B9780123849885000012/f01-05-9780123849885.jpg is missing
Figure 1.5
Schematic representation of the tiling strategy used to load subsets of large arrays from GPU global memory, into small regions of the high-performance on-chip shared memory. © 2009 Association for Computing Machinery, Inc. Reprinted by permission [1] .
Hardware Global Memory Cache
NVIDIA recently released a new generation of GPUs based on the “Fermi” architecture that incorporate both L1 and L2 caches for global memory. The global memory cache in Fermi-based GPUs enables a comparatively simple kernel that uses only global memory references to run at nearly the speed of the highly tuned constant cache kernel; it outperforms the tiled-shared memory kernel due to the reduction in arithmetic operations encountered within the inner two loop levels of the kernel. The hardware cache kernel can operate on any problem size, with an expected graceful degradation in performance up until the point where the problem size exceeds the cache capacity, at which point it may begin to perform slower than uncached global memory accesses if cache thrashing starts to occur. Even in the situation where the problem size exceeds cache capacity, the strictly consecutive memory access patterns employed by the kernel enable efficient broadcasting of coefficients to all of the threads in the thread block.

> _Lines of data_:
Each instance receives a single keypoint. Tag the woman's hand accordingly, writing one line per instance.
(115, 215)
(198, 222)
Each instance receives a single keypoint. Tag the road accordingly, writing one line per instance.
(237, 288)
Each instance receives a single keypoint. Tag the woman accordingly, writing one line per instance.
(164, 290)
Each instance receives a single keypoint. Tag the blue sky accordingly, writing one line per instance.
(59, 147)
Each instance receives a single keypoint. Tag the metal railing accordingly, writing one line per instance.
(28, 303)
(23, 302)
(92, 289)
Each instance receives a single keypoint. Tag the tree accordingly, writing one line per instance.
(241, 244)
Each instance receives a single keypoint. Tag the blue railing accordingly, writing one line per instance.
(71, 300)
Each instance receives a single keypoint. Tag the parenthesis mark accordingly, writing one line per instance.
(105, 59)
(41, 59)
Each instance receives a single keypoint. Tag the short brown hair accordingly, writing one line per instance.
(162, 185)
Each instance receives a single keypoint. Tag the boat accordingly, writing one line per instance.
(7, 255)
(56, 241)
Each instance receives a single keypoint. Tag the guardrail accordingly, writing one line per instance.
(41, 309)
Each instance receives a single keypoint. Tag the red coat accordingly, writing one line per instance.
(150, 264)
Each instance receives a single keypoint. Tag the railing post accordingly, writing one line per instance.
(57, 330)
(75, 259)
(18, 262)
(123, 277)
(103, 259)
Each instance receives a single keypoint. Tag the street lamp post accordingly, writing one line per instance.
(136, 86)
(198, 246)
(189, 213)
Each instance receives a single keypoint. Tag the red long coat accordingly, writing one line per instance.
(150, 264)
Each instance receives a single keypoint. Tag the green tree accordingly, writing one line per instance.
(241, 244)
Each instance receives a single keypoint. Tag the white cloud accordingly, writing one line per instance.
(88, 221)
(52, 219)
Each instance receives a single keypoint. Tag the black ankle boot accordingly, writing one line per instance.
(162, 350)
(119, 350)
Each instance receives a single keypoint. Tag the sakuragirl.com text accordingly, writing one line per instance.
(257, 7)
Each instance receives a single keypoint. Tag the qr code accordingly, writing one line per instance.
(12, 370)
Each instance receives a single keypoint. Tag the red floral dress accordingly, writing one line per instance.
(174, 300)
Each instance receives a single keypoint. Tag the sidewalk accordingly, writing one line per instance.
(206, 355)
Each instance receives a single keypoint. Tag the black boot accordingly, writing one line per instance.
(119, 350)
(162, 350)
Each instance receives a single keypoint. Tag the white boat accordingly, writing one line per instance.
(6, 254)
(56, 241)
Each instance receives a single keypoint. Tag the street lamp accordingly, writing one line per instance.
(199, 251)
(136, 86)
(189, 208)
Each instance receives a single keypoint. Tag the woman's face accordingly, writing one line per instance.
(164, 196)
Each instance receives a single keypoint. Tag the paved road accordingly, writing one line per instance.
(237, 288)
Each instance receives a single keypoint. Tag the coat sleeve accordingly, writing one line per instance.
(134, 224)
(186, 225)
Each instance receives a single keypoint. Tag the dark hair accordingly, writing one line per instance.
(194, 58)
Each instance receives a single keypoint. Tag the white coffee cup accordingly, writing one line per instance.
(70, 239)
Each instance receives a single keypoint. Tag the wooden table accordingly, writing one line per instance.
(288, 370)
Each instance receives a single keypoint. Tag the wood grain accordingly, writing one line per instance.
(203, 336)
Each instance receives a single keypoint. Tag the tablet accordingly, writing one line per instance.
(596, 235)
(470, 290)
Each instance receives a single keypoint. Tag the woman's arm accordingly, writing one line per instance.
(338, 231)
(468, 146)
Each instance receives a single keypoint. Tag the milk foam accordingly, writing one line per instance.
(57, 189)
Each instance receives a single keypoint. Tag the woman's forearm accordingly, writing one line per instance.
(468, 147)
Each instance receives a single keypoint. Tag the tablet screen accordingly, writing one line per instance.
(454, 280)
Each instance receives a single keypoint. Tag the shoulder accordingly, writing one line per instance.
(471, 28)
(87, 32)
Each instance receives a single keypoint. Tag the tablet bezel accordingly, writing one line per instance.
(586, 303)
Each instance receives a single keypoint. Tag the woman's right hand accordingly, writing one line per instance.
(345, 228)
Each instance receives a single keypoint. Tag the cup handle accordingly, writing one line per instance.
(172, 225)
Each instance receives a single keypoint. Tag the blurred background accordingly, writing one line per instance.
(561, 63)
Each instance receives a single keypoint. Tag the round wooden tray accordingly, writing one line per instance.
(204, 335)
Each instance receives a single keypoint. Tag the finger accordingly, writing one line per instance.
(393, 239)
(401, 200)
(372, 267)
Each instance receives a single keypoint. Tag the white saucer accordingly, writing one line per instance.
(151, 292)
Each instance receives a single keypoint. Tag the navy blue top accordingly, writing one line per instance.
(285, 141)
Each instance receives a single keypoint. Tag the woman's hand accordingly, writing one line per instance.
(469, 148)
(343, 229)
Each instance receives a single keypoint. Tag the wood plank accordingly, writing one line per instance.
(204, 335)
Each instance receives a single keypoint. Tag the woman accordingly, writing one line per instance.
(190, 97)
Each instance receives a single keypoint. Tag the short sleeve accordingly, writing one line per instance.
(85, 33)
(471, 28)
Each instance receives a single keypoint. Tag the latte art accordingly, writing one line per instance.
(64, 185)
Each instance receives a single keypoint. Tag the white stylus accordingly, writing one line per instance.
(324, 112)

...

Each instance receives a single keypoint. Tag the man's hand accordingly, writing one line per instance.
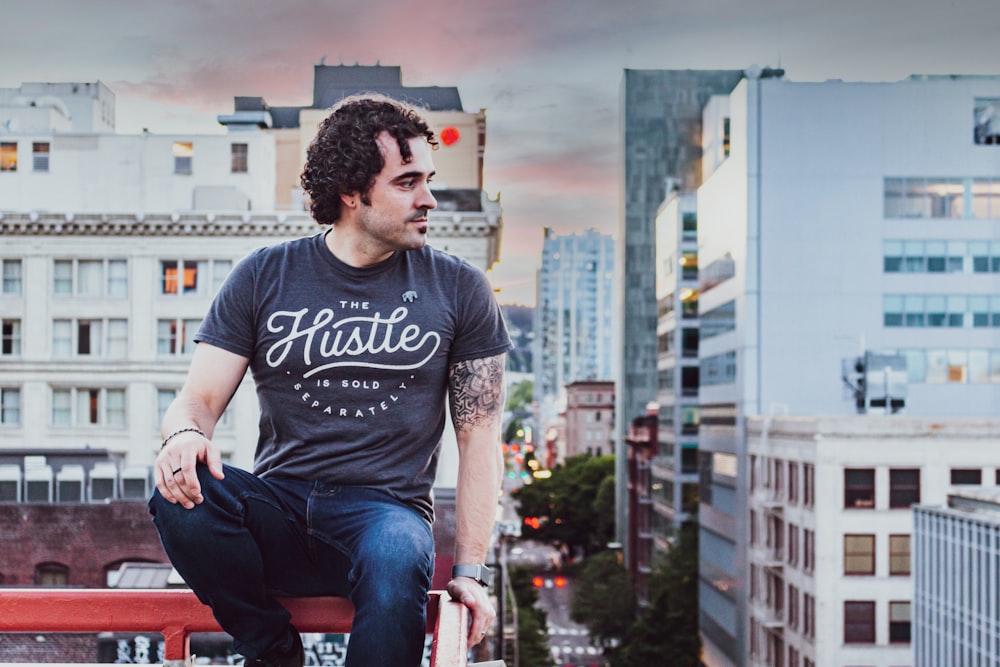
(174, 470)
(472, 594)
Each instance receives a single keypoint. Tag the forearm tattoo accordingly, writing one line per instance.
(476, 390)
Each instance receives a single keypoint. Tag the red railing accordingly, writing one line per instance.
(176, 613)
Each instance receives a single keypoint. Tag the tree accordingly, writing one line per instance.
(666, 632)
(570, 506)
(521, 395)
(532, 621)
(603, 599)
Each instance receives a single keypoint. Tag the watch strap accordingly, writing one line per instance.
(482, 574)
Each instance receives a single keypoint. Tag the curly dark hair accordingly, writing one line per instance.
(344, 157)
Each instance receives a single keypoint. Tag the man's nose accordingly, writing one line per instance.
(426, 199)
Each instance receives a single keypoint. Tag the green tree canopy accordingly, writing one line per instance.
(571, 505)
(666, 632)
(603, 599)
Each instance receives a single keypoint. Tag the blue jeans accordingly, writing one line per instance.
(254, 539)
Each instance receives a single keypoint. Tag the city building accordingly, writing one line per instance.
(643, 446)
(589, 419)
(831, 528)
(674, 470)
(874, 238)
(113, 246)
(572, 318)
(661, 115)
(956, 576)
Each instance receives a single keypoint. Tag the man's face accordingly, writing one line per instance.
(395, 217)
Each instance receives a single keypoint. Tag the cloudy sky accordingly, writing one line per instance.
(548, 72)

* * *

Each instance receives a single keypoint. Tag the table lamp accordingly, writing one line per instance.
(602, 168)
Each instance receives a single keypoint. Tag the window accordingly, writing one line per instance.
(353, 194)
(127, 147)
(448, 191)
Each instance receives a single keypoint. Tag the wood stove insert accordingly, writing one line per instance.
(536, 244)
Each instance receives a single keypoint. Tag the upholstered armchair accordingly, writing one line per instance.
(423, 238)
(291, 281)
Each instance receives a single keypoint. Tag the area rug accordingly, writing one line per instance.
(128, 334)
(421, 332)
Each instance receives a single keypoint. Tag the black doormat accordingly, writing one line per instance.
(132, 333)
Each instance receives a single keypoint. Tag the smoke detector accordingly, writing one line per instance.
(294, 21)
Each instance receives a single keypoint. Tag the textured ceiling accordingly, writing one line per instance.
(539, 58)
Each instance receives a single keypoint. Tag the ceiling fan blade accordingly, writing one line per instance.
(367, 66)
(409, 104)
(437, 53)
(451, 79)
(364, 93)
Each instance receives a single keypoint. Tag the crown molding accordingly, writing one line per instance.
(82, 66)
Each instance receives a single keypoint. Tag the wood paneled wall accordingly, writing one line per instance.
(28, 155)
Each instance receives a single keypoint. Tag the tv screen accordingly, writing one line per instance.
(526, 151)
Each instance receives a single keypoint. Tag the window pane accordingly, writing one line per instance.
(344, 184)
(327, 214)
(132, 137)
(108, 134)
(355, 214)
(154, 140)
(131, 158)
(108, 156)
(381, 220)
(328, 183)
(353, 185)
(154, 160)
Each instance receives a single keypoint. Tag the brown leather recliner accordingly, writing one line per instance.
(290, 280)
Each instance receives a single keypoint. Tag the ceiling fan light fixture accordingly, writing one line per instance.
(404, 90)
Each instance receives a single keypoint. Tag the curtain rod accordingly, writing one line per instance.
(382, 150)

> _Exercise brief_:
Answer these questions using the passage on GPU memory:
(a) Into what kind of memory does the tiling strategy shown in Figure 1.5 load subsets of large arrays?
(b) Which two caches for global memory do the GPUs based on the "Fermi" architecture incorporate?
(c) Why does the hardware cache kernel outperform the tiled-shared memory kernel?

> _Task solution_:
(a) Small regions of the high-performance on-chip shared memory.
(b) L1 and L2 caches.
(c) There are fewer arithmetic operations within the inner two loop levels of the kernel.